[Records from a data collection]

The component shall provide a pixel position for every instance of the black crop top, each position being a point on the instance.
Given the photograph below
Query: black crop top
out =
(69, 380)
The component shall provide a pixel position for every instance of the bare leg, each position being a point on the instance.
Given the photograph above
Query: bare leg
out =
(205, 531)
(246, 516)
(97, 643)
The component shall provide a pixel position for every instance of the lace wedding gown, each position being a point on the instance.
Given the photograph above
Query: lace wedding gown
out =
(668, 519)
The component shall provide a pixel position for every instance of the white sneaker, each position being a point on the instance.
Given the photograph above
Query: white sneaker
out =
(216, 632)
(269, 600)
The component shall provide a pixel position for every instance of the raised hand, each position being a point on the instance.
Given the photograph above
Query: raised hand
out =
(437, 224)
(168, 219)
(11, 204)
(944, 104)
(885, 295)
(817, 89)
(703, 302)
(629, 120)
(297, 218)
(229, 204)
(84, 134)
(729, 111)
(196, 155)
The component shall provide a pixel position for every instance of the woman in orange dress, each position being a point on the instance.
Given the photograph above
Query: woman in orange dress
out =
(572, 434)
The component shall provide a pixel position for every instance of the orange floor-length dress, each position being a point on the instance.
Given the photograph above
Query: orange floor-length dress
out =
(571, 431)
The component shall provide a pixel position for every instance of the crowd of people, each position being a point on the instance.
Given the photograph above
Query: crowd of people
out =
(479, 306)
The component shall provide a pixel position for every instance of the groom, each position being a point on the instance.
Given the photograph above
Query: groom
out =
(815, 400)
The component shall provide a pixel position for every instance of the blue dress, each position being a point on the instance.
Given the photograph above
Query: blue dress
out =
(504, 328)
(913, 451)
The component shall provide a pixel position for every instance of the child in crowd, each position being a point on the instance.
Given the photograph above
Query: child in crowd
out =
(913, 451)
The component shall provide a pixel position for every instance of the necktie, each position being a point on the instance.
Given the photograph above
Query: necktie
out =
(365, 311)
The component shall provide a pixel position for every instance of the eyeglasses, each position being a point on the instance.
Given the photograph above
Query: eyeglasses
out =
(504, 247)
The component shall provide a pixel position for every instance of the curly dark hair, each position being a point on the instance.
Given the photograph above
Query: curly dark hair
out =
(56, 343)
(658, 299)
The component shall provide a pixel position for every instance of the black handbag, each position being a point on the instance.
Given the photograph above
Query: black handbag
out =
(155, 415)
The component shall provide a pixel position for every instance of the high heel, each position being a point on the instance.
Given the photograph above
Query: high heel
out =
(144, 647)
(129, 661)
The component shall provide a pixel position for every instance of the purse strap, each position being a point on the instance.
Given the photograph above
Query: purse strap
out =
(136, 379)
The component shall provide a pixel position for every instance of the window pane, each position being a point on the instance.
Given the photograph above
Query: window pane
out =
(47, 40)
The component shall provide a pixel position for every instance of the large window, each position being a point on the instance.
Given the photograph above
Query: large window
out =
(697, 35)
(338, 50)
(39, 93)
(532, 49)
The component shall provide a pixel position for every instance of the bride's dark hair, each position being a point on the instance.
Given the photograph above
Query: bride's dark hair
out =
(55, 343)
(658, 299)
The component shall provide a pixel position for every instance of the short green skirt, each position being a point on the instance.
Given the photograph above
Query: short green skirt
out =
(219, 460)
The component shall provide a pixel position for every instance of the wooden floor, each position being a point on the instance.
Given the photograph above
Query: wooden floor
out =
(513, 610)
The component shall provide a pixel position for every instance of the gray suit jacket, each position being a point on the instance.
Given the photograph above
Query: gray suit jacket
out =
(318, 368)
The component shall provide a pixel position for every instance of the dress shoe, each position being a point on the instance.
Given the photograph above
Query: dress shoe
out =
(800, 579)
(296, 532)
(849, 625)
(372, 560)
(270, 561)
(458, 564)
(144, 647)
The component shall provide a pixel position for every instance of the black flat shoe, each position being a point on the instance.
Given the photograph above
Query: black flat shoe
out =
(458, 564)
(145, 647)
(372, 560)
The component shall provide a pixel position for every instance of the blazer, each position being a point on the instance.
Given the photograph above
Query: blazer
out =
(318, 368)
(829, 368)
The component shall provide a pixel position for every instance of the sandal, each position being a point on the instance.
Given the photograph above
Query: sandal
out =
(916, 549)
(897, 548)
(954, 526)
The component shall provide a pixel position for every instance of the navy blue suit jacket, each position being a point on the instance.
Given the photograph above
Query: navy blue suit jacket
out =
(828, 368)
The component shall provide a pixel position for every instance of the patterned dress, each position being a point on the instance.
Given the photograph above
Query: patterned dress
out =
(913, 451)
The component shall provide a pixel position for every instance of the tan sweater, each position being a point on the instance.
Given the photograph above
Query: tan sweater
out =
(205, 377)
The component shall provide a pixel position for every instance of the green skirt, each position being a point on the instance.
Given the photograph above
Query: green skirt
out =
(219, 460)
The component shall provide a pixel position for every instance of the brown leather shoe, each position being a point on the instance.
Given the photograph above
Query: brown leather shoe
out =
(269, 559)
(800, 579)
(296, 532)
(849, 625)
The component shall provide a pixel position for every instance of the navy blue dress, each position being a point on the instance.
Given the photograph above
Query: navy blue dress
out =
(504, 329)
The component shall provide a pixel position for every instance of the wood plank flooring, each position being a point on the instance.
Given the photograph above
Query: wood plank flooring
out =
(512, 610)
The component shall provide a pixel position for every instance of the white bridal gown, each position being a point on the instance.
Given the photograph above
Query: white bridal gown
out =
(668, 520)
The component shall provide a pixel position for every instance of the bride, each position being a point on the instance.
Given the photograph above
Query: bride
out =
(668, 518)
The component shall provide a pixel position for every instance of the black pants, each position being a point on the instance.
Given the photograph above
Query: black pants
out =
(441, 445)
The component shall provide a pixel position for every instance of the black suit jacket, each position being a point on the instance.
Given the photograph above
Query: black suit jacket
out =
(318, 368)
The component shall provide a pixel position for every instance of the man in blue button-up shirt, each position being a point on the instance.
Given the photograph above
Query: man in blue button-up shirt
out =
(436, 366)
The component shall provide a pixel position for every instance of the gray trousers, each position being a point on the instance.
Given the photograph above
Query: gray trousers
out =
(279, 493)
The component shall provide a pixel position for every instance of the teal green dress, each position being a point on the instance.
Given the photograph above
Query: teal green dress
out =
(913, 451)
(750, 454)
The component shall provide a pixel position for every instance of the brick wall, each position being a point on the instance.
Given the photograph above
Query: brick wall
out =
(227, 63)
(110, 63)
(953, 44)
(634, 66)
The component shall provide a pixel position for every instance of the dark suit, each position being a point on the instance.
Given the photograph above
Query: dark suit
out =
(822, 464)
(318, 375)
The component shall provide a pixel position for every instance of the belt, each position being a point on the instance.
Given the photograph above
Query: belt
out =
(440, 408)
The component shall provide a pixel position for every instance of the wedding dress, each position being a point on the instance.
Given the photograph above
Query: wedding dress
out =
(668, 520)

Work to be completed. For this exercise, gather every line of the data that contains the word "dark".

Written solution.
The component shall provide a pixel position for every instance of the curly dark hair, each position being a point on the instance.
Query: curly dark hair
The component shall provide a pixel position for every instance of the bride's dark hair, each position being a point on the instance.
Query: bride's dark hair
The component shall provide a pixel position for every instance of the dark suit, each position being a point on the instance.
Query: dark suit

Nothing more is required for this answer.